**Page extract**:

*****

Jean-François Boursier

Executives
#11

Well, pushing that way, obviously, there are things we need to do to further improve including the actual operations. So obviously, with the new equipment, they'll definitely be able to be more efficient with the work, so that helps. This is something that ADF has been really good at doing over the years as more equipment is as efficient as possible and always invest to be as optimal as we could be. from an efficiency standpoint. So there are things we can do now are definitely things that will further there's definitely going to be a huge step with the new equipment and the expansion, but working and definitely negotiating with not only higher margins but also with more favorable payment terms and overall conditions. So we're really putting I think we've been talking for a number of years about how careful we are on contract signing and our risk management. So we're putting all our processes in place so that we bid projects, both for law and ADF or actually follow the same way and with the same due diligence that we did for our ADF did. So that should all translate into better terms and better margins.

Nicholas Cortellucci

Analysts
#12

Yes, that makes sense. And then just last 1 here from the tariff commentary you had there. I think kind of the summary is that you guys qualify for the 10% tariff because the steel is purchased from U.S. steel mills. But because it's being applied to the total value, it's a net negative.

Jean Paschini

Executives
#13

It's been applied to the fabrication and the material even though it's from the state. So we've penalized, I mean, $300 a ton basically, which amounts to maybe 5% on the margin, depends on the kind of margin, it depends on the work. There's a lot of work in the States right now. I mean most of the plants are busy. So we'll be able to charge a bit more and compensate for that 5%. That's what I think. So right now, the bigger guys out there 5 or 6 are the biggest companies, they're busy for the next 2 years, which is a good sign for us because there are more work coming up. So we'll see. I mean, I think there's an opportunity because cash flow-wise and financial-wise were very sound. It's just a question of hitting the right job with the right margin.

*****

**Records provided**:
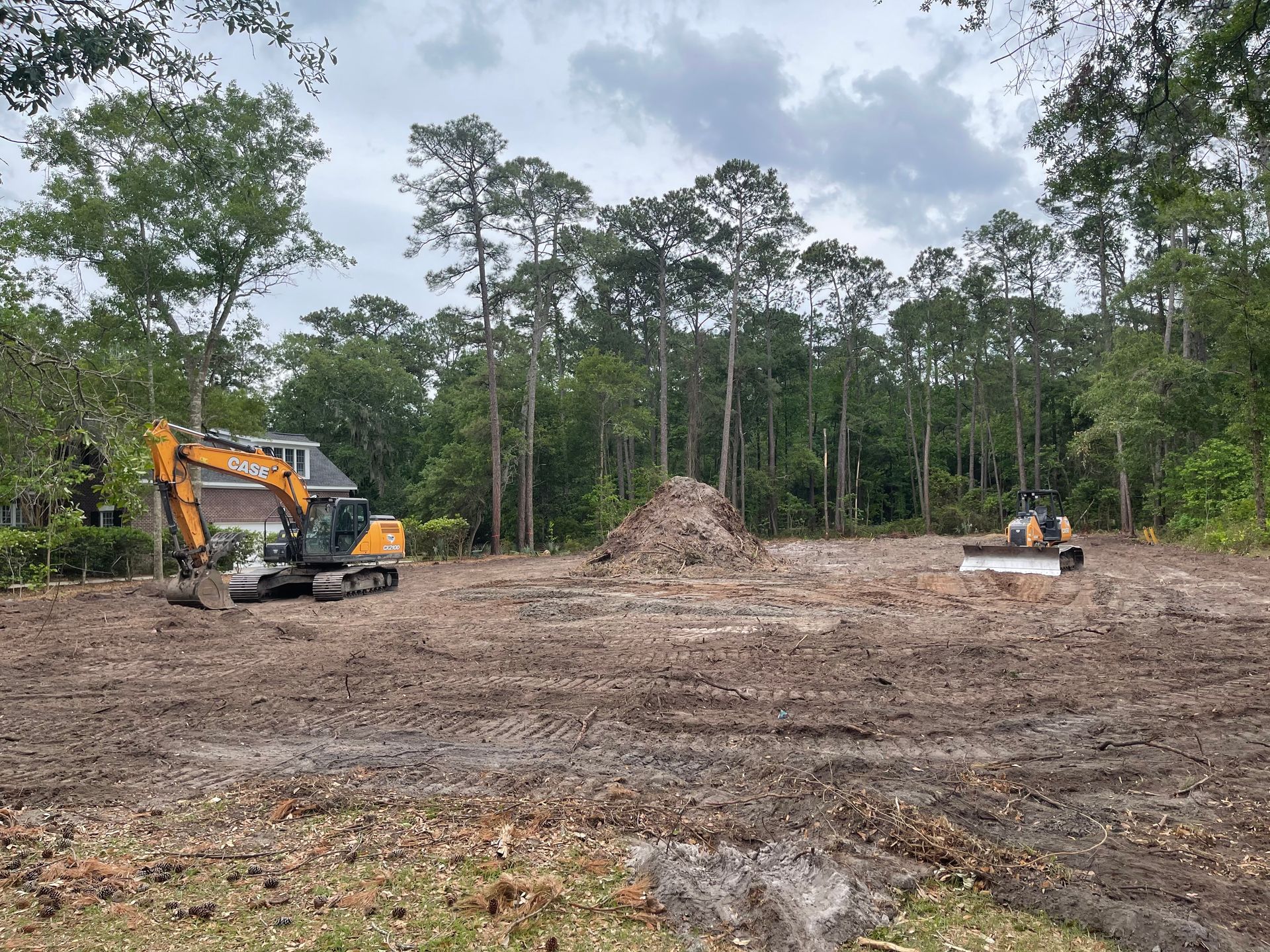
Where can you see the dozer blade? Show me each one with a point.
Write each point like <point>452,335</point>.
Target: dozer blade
<point>1019,559</point>
<point>201,592</point>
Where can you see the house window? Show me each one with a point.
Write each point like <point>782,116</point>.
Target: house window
<point>298,459</point>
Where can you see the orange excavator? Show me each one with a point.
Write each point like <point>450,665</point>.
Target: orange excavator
<point>329,546</point>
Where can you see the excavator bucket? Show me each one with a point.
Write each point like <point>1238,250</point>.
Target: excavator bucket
<point>201,592</point>
<point>1053,560</point>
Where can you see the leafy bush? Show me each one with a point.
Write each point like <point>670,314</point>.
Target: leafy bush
<point>1213,483</point>
<point>436,537</point>
<point>80,550</point>
<point>22,557</point>
<point>103,551</point>
<point>1235,531</point>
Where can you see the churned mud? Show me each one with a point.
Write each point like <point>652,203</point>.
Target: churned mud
<point>1096,744</point>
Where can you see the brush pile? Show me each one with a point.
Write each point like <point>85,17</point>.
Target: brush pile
<point>686,528</point>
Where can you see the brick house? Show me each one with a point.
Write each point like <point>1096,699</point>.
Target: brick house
<point>230,502</point>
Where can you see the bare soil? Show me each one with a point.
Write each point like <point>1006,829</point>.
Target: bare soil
<point>1101,739</point>
<point>686,528</point>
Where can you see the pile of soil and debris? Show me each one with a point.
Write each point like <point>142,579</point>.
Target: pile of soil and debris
<point>686,528</point>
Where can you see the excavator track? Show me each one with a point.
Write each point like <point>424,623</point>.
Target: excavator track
<point>245,586</point>
<point>345,583</point>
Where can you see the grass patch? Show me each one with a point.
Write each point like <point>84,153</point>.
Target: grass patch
<point>396,876</point>
<point>313,867</point>
<point>943,918</point>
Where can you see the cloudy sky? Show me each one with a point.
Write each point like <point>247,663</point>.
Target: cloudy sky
<point>892,127</point>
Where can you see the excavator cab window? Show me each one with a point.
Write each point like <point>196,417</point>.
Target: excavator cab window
<point>352,517</point>
<point>318,524</point>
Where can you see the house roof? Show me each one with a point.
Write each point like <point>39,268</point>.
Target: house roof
<point>323,473</point>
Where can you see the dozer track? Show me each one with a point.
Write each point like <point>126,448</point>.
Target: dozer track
<point>1050,560</point>
<point>351,580</point>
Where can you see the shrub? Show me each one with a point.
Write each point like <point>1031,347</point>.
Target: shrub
<point>436,537</point>
<point>22,557</point>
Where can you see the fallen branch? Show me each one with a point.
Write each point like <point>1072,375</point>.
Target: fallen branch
<point>1152,743</point>
<point>586,727</point>
<point>888,946</point>
<point>1184,791</point>
<point>720,687</point>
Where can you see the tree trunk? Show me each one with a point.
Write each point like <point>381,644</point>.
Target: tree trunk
<point>695,405</point>
<point>919,493</point>
<point>620,465</point>
<point>956,400</point>
<point>974,411</point>
<point>531,401</point>
<point>1171,306</point>
<point>520,500</point>
<point>1126,502</point>
<point>926,448</point>
<point>825,450</point>
<point>841,485</point>
<point>1037,483</point>
<point>810,395</point>
<point>662,411</point>
<point>1256,441</point>
<point>1014,381</point>
<point>741,461</point>
<point>771,436</point>
<point>996,473</point>
<point>732,367</point>
<point>495,427</point>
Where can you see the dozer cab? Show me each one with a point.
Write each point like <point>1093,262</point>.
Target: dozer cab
<point>329,546</point>
<point>1035,539</point>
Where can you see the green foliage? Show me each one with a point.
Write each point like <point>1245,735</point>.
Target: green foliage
<point>1214,481</point>
<point>22,557</point>
<point>436,539</point>
<point>78,551</point>
<point>1234,531</point>
<point>48,46</point>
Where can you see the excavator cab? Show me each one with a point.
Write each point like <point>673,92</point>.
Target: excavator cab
<point>333,527</point>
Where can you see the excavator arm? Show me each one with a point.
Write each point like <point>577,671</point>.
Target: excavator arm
<point>197,582</point>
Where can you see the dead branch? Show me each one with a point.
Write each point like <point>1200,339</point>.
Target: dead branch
<point>586,727</point>
<point>1152,743</point>
<point>1184,791</point>
<point>720,687</point>
<point>888,946</point>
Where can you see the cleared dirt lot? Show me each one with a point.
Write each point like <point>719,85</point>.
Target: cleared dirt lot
<point>1117,719</point>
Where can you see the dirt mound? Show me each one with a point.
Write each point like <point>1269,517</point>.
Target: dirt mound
<point>990,584</point>
<point>686,528</point>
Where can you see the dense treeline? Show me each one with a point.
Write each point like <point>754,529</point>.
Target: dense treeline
<point>706,332</point>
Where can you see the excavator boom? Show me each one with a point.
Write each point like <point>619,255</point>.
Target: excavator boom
<point>197,582</point>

*****

**Work to complete**: Reproduce the transcript above word for word, between "Jean Paschini" and "the right margin.", inclusive.

**The reply**:
Jean Paschini

Executives
#13

It's been applied to the fabrication and the material even though it's from the state. So we've penalized, I mean, $300 a ton basically, which amounts to maybe 5% on the margin, depends on the kind of margin, it depends on the work. There's a lot of work in the States right now. I mean most of the plants are busy. So we'll be able to charge a bit more and compensate for that 5%. That's what I think. So right now, the bigger guys out there 5 or 6 are the biggest companies, they're busy for the next 2 years, which is a good sign for us because there are more work coming up. So we'll see. I mean, I think there's an opportunity because cash flow-wise and financial-wise were very sound. It's just a question of hitting the right job with the right margin.